◆ **TUGAS WAJIB A**
Dalam catatan, tuliskan ulang baris-baris di antara baris yang memuat "[trace] arched doorway -> outlines" dan baris yang memuat "M67 197L62 197L59 199L59 211L70 211L70 200Z", termasuk kedua baris tersebut, dengan mengganti "arched doorway" menjadi "rounded doorway" tanpa perubahan lain.
+++ TEKS DOKUMEN +++
Galau pilih jurusan? Sama, dulu kakak (jadi merasa udah tua deh) juga begitu loh adek-adek. Berawal dari Aliyah, aku jadi suka sekali dengan bahasa Inggris, selain gurunya asyik, anggapanku dulu keren aja gitu lo bisa cas cis cus pake bahasa Internasional dan ntar biar gampang kalau mau keluar negri. Tiga tahun berjalan, diakhir kelulusan dapat tawaran beasiswa dari Kemenag untuk lanjut di UGM. Ah, senangnya bukan kepalang, meski awalnya aku ngincernya ke UI. Tapi, UGM juga oke punya kan. Aku sudah membayangkan, kalau S1 di Pulau Jawa, S2 mungkin bisa di luar negara. Sayangnya, kesenanganku itu tidak dibarengi dengan usaha yang luar biasa. Yang berhasil lulus di UGM adalah si Chandra sepupuku, bukan si Chandri, meski kita tes lewat jalur yang berbeda. Akhirnya mimpi jadi mahasiswa yang bisa kuliah gratisan di FIB UGM Sastra Inggris hanya terwujud dalam angan saja. Hiks, sedihnya diriku kala itu. Tapi, hidup harus terus dilanjutkan sodara-sodara. Gagal kuliah di Pulau Jawa, Pulau Sumatera jadi alternatif satu-satunya, nggak pake keluar kota pula, hehe.

Pilihan terakhir, aku pun mendaftar di Universitas Negeri satu-satunya di kotaku. Nah, disinilah kegalauanku mulai muncul. Inginnya aku ambil bahasa Inggris lagi, tapi bukan menjadi guru. Masalahnya di Universitas Jambi belum ada FIB adanya FKIP. Padahal aku nggak ada niat jadi guru sebelumnya. Setelah beberapa minggu terdilema, ujung-ujungnya pilihan pertamaku kujatuhkan pada bahasa Inggris dan pilihan kedua pada bahasa Indonesia. Kali ini aku belajar sungguh-sungguh untuk menghadapi SPMB, kalau sekarang namanya SNMPTN ya? Atau sudah berubah lagi? Suka gonta-ganti nama sih. Alhamdulillah, usahaku tak sia-sia, aku lulus SPMB, tapi bukan pilihan pertama melainkan pilihan kedua. Hiks sedihnya aku tak bisa digambarkan dengan kata-kata (alay ya).
+++
◆ **TUGAS WAJIB B**
Kembalikan bagian teks tentang pemilihan jurusan kuliah di antara "Pilihan terakhir, aku" dan "kata-kata (alay ya).", termasuk kedua batas itu, tanpa mengubah satu kata pun.
+++ CATATAN TERSEDIA +++
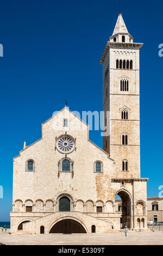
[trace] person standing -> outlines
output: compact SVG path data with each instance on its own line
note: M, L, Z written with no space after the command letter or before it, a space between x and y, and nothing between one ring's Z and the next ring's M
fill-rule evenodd
M128 236L128 228L127 226L125 226L125 228L123 231L125 234L125 236Z

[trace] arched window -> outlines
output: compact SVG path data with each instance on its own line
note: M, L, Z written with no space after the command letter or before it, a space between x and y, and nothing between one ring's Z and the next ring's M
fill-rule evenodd
M70 161L68 159L64 159L62 160L62 171L70 172Z
M40 234L44 234L45 233L45 227L44 226L40 227Z
M126 69L126 60L124 59L123 60L123 69Z
M70 211L70 200L67 197L62 197L59 199L59 211Z
M109 66L108 65L105 71L105 78L106 77L108 72L109 72Z
M101 163L100 162L97 162L96 163L96 172L97 173L101 172Z
M91 229L92 233L96 233L96 226L95 225L92 225Z
M122 119L128 119L128 111L126 108L122 110Z
M127 78L123 78L120 82L120 89L121 92L128 92L128 80Z
M154 202L152 203L152 211L158 211L159 209L158 203L157 202Z
M133 69L133 60L131 60L130 62L130 69Z
M108 96L108 87L106 88L106 97Z
M121 186L122 186L122 187L124 187L124 181L121 182ZM122 206L122 205L121 205L121 206Z
M116 69L119 68L119 60L118 59L116 60Z
M120 59L120 69L122 69L122 60Z
M129 69L129 62L128 59L127 60L126 68L127 69Z
M68 121L67 119L64 119L64 126L67 126Z
M122 161L122 170L128 170L128 161L127 160Z
M33 160L28 161L26 170L29 172L33 172L34 170L34 161Z
M122 145L127 145L128 144L128 136L127 135L122 135Z

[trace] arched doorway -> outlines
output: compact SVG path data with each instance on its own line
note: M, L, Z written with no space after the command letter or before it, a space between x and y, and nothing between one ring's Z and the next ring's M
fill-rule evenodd
M95 225L92 225L91 229L92 233L96 233L96 226Z
M67 197L62 197L59 199L59 211L70 211L70 200Z
M26 221L21 222L18 226L17 230L23 230L23 223L26 223L26 222L29 222L30 221Z
M44 226L40 227L40 234L44 234L45 233L45 227Z
M50 230L49 233L86 233L86 231L83 225L77 221L63 220L55 224Z
M129 194L124 190L121 190L116 194L122 200L122 228L124 228L126 225L128 228L131 228L131 199Z

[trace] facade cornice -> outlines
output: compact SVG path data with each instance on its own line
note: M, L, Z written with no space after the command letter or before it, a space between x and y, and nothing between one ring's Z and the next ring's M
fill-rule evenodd
M121 181L126 181L126 182L133 182L134 181L147 181L148 180L148 178L111 178L111 182L121 182Z

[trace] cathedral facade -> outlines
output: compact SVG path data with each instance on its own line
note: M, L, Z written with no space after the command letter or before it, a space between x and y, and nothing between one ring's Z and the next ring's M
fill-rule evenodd
M120 13L101 60L109 127L103 149L89 140L89 126L66 106L42 124L40 139L24 143L14 158L11 233L100 234L125 225L146 230L148 179L140 177L140 163L142 46L133 42Z

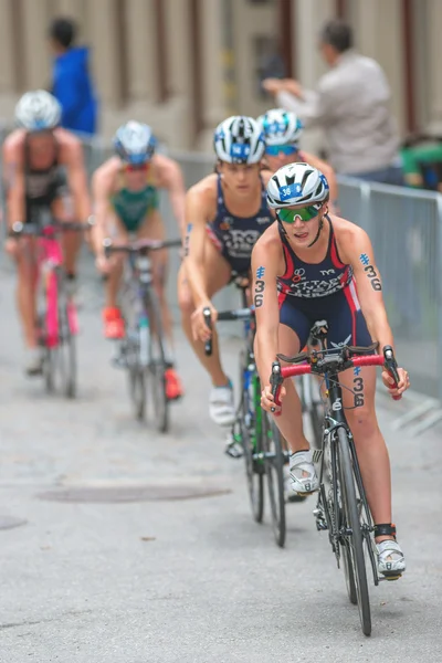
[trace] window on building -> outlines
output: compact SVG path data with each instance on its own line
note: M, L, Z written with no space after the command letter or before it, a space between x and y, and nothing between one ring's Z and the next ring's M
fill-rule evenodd
M278 41L273 36L255 36L255 88L259 98L267 98L267 93L262 87L264 78L284 78L287 73L281 56Z

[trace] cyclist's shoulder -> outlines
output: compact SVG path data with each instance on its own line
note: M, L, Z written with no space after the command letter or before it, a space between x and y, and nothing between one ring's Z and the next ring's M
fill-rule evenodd
M330 215L336 241L346 254L352 254L364 243L369 243L369 236L362 228L343 217Z
M218 175L215 172L211 172L207 177L202 178L196 185L190 187L187 194L189 198L200 199L202 202L206 200L217 200Z
M270 259L274 259L281 253L281 238L276 222L272 223L256 240L253 251L262 253Z
M168 189L177 180L182 180L181 166L175 159L166 157L165 155L155 154L150 164L158 187Z
M3 141L3 155L22 157L27 131L24 129L14 129Z
M110 157L94 170L93 182L95 186L98 185L113 189L120 170L122 162L119 158L115 156Z
M264 164L260 170L260 177L262 179L262 183L264 187L267 186L269 180L272 177L272 175L273 175L273 171L269 168L269 166L266 164Z
M187 204L198 210L201 217L211 219L217 212L218 176L209 175L190 187L186 200Z
M83 143L72 131L63 129L62 127L56 127L56 129L53 130L53 136L60 149L66 155L66 157L83 151Z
+++
◆ **JAWABAN TERTULIS A**
[trace] rounded doorway -> outlines
output: compact SVG path data with each instance on its own line
note: M, L, Z written with no space after the command letter or before it, a space between x and y, and nothing between one ring's Z and the next ring's M
fill-rule evenodd
M95 225L92 225L91 229L92 233L96 233L96 226Z
M67 197L62 197L59 199L59 211L70 211L70 200Z

◆ **JAWABAN TERTULIS B**
Pilihan terakhir, aku pun mendaftar di Universitas Negeri satu-satunya di kotaku. Nah, disinilah kegalauanku mulai muncul. Inginnya aku ambil bahasa Inggris lagi, tapi bukan menjadi guru. Masalahnya di Universitas Jambi belum ada FIB adanya FKIP. Padahal aku nggak ada niat jadi guru sebelumnya. Setelah beberapa minggu terdilema, ujung-ujungnya pilihan pertamaku kujatuhkan pada bahasa Inggris dan pilihan kedua pada bahasa Indonesia. Kali ini aku belajar sungguh-sungguh untuk menghadapi SPMB, kalau sekarang namanya SNMPTN ya? Atau sudah berubah lagi? Suka gonta-ganti nama sih. Alhamdulillah, usahaku tak sia-sia, aku lulus SPMB, tapi bukan pilihan pertama melainkan pilihan kedua. Hiks sedihnya aku tak bisa digambarkan dengan kata-kata (alay ya).